> _Passage proposé_
L’auteur engage alors une réflexion rapide sur la chronologie des mouvements de résistance à l’impérialisme, et sur les rapports qu’ont pu entretenir les adversaires de l’impérialisme dans les métropoles et dans les colonies.

Le livre évoque ensuite le cas de la France :

« La France n’a pas eu de Kipling pour célébrer l’empire tout en annonçant sa mort imminente et cataclysmique, et pas de Forster non plus. Culturellement, elle était animée de ce que Raoul Girardet appelle un double mouvement d’orgueil et d’inquiétude – orgueil de l’œuvre accomplie dans les colonies, inquiétude pour leur avenir. Mais comme en Angleterre, le nationalisme asiatique et africain a rencontré en France une indifférence quasi-totale, sauf quand le Parti communiste, conformément à la ligne de la III° Internationale, a soutenu la révolution anticoloniale et la résistance à l’empire. Girardet remarque que, dans les années qui ont suivi L’Immoraliste, deux livres importants de Gide, Voyage au Congo (1927) et Retour au Tchad (1928), ont exprimé des doutes sur le colonialisme français en Afrique noire, mais ajoute-t-il avec lucidité, Gide ne remet nulle part en cause « le principe même de la colonisation ». » (p,297,298)

Aux yeux du même auteur, Malraux est à classer dans la même catégorie que Gide :

« Si j’attache tant d’importance à La Voie royale, c’est que cette œuvre d’un auteur européen à l’extraordinaire talent atteste de façon fort concluante l’inaptitude de la conscience humaniste occidentale à faire face au défi politique des territoires impériaux. » (p,299)

Données recueillies
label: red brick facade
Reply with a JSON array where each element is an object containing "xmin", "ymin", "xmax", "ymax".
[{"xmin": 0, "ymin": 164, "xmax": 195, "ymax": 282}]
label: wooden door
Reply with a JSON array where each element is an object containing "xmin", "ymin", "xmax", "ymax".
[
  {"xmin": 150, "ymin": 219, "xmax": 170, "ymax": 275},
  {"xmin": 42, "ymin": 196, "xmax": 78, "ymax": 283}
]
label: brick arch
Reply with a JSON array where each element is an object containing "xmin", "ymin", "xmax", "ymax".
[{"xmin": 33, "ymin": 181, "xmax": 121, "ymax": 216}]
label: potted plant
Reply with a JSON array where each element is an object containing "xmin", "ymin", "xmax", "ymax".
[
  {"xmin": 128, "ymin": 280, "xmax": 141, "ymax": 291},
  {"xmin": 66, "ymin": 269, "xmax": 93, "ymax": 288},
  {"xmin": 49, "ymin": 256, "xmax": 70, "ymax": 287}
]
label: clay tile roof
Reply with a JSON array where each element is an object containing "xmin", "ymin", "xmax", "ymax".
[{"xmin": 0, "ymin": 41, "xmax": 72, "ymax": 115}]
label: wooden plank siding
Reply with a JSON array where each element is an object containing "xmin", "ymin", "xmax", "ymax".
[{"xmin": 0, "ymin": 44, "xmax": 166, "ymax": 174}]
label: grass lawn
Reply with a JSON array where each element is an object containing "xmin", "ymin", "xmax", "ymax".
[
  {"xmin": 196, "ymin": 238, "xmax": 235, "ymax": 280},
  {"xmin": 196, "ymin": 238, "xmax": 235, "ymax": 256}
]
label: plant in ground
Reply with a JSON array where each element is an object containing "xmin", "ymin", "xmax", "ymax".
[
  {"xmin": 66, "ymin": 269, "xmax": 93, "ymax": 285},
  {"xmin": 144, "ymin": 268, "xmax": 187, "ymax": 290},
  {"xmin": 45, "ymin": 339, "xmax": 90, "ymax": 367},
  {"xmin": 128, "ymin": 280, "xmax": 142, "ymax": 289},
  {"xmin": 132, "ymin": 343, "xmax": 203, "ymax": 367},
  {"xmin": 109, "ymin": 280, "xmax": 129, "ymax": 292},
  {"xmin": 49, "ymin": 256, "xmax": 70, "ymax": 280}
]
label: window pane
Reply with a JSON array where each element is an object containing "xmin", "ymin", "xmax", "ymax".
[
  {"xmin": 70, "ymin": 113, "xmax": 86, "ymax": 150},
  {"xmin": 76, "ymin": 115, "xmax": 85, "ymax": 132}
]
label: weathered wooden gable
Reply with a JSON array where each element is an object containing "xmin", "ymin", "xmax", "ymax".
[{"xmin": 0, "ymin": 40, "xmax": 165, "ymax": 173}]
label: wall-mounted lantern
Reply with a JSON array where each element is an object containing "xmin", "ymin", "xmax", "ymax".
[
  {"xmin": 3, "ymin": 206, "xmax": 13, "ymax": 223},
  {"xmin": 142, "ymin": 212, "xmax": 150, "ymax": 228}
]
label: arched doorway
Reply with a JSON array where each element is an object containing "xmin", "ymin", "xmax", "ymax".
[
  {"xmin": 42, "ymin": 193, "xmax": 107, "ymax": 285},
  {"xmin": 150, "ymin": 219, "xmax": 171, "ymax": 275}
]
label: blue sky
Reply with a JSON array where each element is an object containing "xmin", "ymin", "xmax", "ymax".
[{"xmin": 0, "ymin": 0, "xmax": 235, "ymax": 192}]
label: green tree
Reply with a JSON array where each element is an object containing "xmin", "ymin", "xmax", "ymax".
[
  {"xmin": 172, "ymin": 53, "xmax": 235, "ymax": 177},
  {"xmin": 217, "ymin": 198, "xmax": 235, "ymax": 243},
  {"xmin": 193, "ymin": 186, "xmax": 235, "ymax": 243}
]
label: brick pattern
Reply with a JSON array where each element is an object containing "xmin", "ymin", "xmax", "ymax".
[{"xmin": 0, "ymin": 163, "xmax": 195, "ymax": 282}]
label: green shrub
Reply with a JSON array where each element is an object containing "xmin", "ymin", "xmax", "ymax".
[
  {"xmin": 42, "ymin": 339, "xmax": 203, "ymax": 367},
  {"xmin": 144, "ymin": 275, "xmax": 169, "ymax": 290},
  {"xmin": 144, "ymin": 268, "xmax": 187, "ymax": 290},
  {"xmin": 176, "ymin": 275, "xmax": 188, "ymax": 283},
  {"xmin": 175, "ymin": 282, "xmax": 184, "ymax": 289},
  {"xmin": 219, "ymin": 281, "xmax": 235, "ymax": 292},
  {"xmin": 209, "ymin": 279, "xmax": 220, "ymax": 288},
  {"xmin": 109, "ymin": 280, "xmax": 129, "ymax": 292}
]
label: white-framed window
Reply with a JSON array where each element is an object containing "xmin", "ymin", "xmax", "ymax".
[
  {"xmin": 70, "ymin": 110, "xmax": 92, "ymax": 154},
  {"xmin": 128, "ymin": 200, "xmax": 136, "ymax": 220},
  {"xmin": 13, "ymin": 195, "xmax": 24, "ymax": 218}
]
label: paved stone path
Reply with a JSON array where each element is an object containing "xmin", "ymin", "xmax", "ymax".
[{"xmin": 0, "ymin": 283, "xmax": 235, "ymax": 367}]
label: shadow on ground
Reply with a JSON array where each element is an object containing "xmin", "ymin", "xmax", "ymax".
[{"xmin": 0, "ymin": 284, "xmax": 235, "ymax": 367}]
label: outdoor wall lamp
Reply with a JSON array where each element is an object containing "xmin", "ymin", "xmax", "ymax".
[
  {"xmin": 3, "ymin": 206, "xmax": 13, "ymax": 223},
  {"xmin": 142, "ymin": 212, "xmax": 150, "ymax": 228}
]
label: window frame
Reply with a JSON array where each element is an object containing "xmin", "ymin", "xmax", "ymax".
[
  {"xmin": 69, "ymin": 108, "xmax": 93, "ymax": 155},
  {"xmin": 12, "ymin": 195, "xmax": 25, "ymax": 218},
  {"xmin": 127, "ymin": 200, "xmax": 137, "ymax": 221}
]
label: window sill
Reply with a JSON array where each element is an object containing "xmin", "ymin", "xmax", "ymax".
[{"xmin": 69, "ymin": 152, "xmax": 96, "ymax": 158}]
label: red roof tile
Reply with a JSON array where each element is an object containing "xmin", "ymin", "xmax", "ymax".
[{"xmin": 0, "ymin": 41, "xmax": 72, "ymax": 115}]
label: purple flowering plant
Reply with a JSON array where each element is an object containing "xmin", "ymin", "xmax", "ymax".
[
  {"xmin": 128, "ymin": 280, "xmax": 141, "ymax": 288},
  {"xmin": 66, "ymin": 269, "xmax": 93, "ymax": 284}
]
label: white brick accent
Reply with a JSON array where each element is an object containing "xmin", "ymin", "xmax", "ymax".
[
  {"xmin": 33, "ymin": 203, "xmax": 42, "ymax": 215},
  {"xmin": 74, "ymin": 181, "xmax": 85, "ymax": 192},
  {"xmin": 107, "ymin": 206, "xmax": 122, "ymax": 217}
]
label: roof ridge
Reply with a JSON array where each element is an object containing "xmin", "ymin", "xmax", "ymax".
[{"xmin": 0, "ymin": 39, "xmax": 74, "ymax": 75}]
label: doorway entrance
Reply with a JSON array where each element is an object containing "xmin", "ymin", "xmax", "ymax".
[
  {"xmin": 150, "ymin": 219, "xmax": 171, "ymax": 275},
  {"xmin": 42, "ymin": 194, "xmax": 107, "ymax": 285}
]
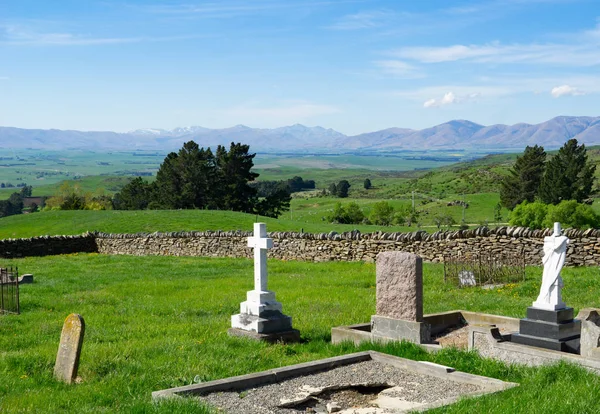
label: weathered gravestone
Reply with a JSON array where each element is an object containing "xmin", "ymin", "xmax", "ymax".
[
  {"xmin": 54, "ymin": 313, "xmax": 85, "ymax": 384},
  {"xmin": 371, "ymin": 252, "xmax": 430, "ymax": 344},
  {"xmin": 228, "ymin": 223, "xmax": 300, "ymax": 342}
]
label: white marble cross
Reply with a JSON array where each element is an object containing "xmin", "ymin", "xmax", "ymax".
[{"xmin": 248, "ymin": 223, "xmax": 273, "ymax": 292}]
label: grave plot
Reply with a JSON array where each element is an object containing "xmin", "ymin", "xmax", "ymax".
[
  {"xmin": 0, "ymin": 268, "xmax": 20, "ymax": 315},
  {"xmin": 444, "ymin": 251, "xmax": 525, "ymax": 287},
  {"xmin": 153, "ymin": 351, "xmax": 517, "ymax": 414}
]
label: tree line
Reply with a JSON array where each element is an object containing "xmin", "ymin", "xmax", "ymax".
[
  {"xmin": 500, "ymin": 139, "xmax": 600, "ymax": 228},
  {"xmin": 0, "ymin": 185, "xmax": 32, "ymax": 217},
  {"xmin": 113, "ymin": 141, "xmax": 292, "ymax": 217}
]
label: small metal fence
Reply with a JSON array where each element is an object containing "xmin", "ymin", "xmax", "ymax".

> _Travail demandé_
Prolongez le passage proposé sur l'impérialisme dans la littérature française en reprenant immédiatement après sa dernière phrase.

> _Réponse à la consigne_
II – Thèmes de la culture de résistance

Une première citation éclairante de son propos :

« Ne minimisons pas la portée fracassante de cette idée initiale – des peuples prennent conscience d’être prisonniers sur leur propre territoire – car elle ne cesse de revenir dans la littérature du monde « impérialisé ». l’histoire de l’empire, ponctuée de soulèvements tout au long du XIX siècle, en Inde, en Afrique, allemande, française, belge et britannique, à Haïti, à Madagascar, en Afrique du Nord, en Birmanie, aux Philippines, en Egypte et ailleurs, perd toute cohérence si l’on ne voit pas ce sentiment d’être incarcéré, assiégé, cette ardente passion pour la communauté qui ancre la résistance anti-impériale dans un effort culturel. » (p,307)

« la nation captive »

III – Yeats et la décolonisation

L’auteur fait un sort tout particulier à Yeats, auteur d’origine irlandaise, et de noter que :

« Pour un Indien, un Irlandais, un Algérien, la terre était déjà dominée de longue date par une puissance étrangère qu’elle fut libérale, monarchique ou républicaine.

 Mais l’impérialisme européen moderne est une forme de domination intrinsèquement et radicalement différente de toutes celles qui l’ont précédée. » (p,315)

Plus que les processus économiques ou politiques à l’œuvre dans l’impérialisme :

« La thèse que j’avance dans ce livre, c’est que la culture a joué un rôle très important, et en fait indispensable «  (p,316)

« Cet eurocentrisme a inlassablement codifié et observé tout ce qui touchait au monde non européen ou périphérique, de façon si approfondie et détaillée qu’il n’a guère laissé de questions non abordées, de cultures non étudiées et de peuples non revendiqués. » (p,316)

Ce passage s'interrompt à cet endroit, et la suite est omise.